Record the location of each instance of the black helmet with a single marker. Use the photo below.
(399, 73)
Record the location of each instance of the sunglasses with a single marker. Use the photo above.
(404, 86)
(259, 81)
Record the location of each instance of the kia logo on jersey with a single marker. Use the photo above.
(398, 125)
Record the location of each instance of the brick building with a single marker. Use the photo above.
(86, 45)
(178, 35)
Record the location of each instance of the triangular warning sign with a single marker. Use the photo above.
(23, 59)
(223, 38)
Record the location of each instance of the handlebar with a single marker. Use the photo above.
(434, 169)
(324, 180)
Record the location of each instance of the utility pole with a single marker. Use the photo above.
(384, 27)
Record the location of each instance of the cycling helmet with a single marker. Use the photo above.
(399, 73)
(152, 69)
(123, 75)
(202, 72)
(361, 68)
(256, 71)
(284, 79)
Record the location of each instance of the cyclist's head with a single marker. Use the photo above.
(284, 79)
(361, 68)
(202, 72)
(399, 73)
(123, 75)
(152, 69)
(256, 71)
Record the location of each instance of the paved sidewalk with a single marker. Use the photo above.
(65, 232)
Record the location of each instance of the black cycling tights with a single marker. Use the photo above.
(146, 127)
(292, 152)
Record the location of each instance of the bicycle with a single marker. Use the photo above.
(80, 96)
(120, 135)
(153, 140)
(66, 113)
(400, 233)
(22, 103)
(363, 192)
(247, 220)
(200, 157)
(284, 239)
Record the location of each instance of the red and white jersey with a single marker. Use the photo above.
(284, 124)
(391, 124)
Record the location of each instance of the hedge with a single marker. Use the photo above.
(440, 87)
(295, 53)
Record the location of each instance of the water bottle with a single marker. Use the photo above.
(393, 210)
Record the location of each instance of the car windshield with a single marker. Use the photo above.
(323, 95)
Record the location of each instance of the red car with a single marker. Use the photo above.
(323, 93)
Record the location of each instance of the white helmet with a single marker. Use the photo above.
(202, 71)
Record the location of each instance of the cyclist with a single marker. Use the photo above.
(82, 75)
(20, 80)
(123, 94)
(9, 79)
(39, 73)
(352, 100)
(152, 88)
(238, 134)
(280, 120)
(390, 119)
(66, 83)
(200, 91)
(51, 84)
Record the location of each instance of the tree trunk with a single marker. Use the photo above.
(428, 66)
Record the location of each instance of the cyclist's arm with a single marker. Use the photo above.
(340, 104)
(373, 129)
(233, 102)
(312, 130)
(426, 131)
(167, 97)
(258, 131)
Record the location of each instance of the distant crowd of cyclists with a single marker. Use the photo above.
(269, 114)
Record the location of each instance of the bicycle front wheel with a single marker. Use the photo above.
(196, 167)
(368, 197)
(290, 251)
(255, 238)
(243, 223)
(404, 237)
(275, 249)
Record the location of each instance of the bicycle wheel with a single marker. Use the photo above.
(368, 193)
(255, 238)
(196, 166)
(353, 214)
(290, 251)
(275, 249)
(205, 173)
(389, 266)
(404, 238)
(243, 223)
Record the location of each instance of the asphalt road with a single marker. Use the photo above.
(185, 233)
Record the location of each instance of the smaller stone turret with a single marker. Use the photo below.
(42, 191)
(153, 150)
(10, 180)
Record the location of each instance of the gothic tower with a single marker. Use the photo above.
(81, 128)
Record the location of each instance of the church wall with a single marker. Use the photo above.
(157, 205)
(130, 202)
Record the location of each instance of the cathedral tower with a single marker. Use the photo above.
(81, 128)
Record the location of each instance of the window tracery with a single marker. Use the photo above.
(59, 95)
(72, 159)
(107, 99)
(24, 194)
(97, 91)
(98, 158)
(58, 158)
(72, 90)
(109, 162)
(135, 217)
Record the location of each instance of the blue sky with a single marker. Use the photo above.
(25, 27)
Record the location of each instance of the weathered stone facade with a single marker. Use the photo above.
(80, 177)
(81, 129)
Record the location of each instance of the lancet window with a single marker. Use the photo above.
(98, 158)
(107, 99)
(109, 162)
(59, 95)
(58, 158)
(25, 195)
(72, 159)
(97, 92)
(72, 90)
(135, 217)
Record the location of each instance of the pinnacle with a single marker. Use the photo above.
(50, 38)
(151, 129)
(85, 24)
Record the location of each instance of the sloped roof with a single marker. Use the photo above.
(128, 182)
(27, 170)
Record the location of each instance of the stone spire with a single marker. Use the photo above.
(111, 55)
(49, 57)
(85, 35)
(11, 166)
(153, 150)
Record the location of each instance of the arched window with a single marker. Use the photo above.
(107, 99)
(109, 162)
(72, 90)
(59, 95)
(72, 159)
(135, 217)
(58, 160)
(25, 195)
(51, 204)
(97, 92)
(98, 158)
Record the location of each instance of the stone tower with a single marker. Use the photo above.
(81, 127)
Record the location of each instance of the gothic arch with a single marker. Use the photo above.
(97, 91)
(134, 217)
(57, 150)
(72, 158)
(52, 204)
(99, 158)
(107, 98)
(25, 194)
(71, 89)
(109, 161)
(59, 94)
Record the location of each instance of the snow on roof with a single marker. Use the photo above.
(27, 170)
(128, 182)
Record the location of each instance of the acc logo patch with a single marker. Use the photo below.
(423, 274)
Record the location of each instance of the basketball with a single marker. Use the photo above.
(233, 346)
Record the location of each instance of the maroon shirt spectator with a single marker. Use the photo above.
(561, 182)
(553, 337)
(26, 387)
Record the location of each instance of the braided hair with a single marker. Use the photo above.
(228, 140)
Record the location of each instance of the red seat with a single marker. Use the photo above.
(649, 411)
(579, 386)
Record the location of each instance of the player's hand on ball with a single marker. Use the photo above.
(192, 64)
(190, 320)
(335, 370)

• **What to do**
Please repeat all of the material above verbatim, keeping every line in its original order.

• **Reply**
Record the location of each instance of the black helmet with a single marker. Use the photo below.
(399, 73)
Record the location of each instance of the sunglasses with a single marker. Use the photo above.
(404, 86)
(259, 81)
Record the location of each instance of the kia logo on jersey with a single marker. Use the photo above.
(398, 125)
Record the location of each instance of the brick building with a single marker. Use the photo above.
(86, 45)
(178, 35)
Record the location of each instance of the triangular warning sign with a single marker. Use the photo above.
(23, 59)
(223, 38)
Record the location of each instance of the handlebar with a single marker. Use the photo above.
(434, 169)
(324, 180)
Record the location of each instance of the utility pole with a single marker. Use the photo above.
(384, 27)
Record the location of each instance of the cycling helmet with a single marker. Use the photo above.
(399, 73)
(152, 69)
(123, 75)
(202, 72)
(361, 68)
(256, 71)
(284, 79)
Record the location of each instance of the cyclist's head with a single marker. Use the photo above.
(284, 79)
(361, 68)
(202, 72)
(399, 73)
(123, 75)
(152, 69)
(256, 71)
Record the location of each instance of the paved sidewalk with a single marker. Use the photo above.
(65, 232)
Record the location of each instance of the black cycling tights with a single marker. Use the photo above.
(146, 127)
(292, 152)
Record the location of each instance of the bicycle with a single marker. Use the photo above.
(80, 96)
(120, 135)
(153, 140)
(66, 113)
(400, 233)
(22, 103)
(363, 192)
(247, 220)
(200, 157)
(284, 239)
Record the location of each instance of the red and white jersey with a single marker. Use the photo above.
(284, 124)
(391, 124)
Record the location of each instance of the hedge with a single marker. Use the photo above.
(440, 87)
(295, 53)
Record the location of each instance of the water bottle with a single marker. Use the photo above.
(393, 210)
Record the location of each instance of the car windshield with a single marker. Use the photo above.
(323, 95)
Record the location of each instance of the red car with a single marker. Use the photo above.
(323, 93)
Record the location of each instance of the white helmet with a single marker. Use the photo above.
(202, 71)
Record the location of each instance of the cyclist with a single marker. Use the photo above.
(82, 75)
(20, 80)
(123, 94)
(9, 79)
(39, 73)
(352, 100)
(152, 88)
(238, 134)
(280, 120)
(390, 119)
(66, 83)
(200, 91)
(51, 84)
Record the location of each instance of the tree trunk with a single marker. Use the photo above.
(428, 66)
Record the location of each instance of the cyclist's arm with a single marker. Use the photo above.
(340, 104)
(373, 129)
(233, 102)
(312, 130)
(426, 131)
(167, 97)
(258, 131)
Record the location of each instance of the distant crowd of cyclists with a single marker. Use the photo above.
(269, 114)
Record the location of each instance of the bicycle front wheel with a single marker. Use the photo above.
(196, 167)
(368, 197)
(290, 251)
(255, 238)
(243, 223)
(404, 237)
(275, 249)
Record the location of each instance of the bicycle wheel with a single marker. Use the photo above.
(368, 193)
(255, 238)
(196, 166)
(353, 214)
(290, 251)
(275, 249)
(205, 173)
(389, 266)
(404, 238)
(243, 223)
Record the location of each instance of the asphalt road with a single marker. Use the photo above.
(185, 233)
Record the location of each instance of the smaller stone turret with a single marker. Use the photo below.
(42, 191)
(153, 150)
(10, 180)
Record the location of each instance of the gothic tower with a single marker. Use the photo above.
(81, 128)
Record the location of each instance of the church wall with a single marker. Use the photo above.
(157, 205)
(130, 202)
Record the location of each instance of the cathedral tower with a single marker. Use the photo above.
(81, 128)
Record the location of each instance of the window tracery with a single marker. Use the photo above.
(59, 95)
(72, 159)
(107, 99)
(24, 194)
(97, 91)
(98, 158)
(58, 158)
(72, 90)
(109, 162)
(135, 217)
Record the location of each instance of the blue sky with a single marker. Use the photo above.
(25, 27)
Record the location of each instance of the weathered stone facade with a single marker. Use the photo above.
(80, 177)
(81, 129)
Record the location of each instance of the lancet window with a single marker. Use the photo above.
(98, 158)
(107, 99)
(109, 162)
(59, 95)
(58, 158)
(25, 195)
(72, 159)
(97, 92)
(72, 90)
(135, 217)
Record the location of each instance of the pinnacle with a single marker. Use the photo above.
(50, 38)
(151, 129)
(85, 24)
Record the location of each instance of the sloped roof with a single marker. Use the photo above.
(128, 182)
(27, 170)
Record the location of each instance of the stone spire with a single marker. Use the photo above.
(111, 55)
(49, 57)
(85, 35)
(11, 166)
(153, 150)
Record the location of each instance of the arched window with a single marker. Use the photo above.
(107, 99)
(109, 162)
(72, 90)
(59, 95)
(72, 159)
(135, 217)
(58, 160)
(25, 195)
(51, 204)
(97, 92)
(98, 158)
Record the location of each instance of the stone tower with a single marker. Use the photo above.
(81, 127)
Record the location of each instance of the gothic arch with a single marker. Use the photo above.
(97, 91)
(134, 217)
(57, 150)
(72, 158)
(52, 204)
(99, 158)
(107, 98)
(25, 194)
(71, 89)
(109, 161)
(59, 94)
Record the location of each instance of the snow on roof with a single marker. Use the photo above.
(27, 170)
(128, 182)
Record the location of each instance of the acc logo patch with a single marker. Use the photo below.
(423, 274)
Record the location of each instance of the basketball with a single marker. Use the photo above.
(233, 346)
Record the location of each instance of the maroon shirt spectator with a single marker. Use the photo above.
(561, 182)
(553, 337)
(26, 387)
Record the location of each instance of the braided hair with a single marker. Use the photo above.
(228, 140)
Record the location of each instance of the red seat with a single marker. Use the photo above.
(649, 411)
(579, 386)
Record the location of each instance of the player's hand on ball with a single marker. Use the photo above.
(192, 64)
(190, 320)
(335, 370)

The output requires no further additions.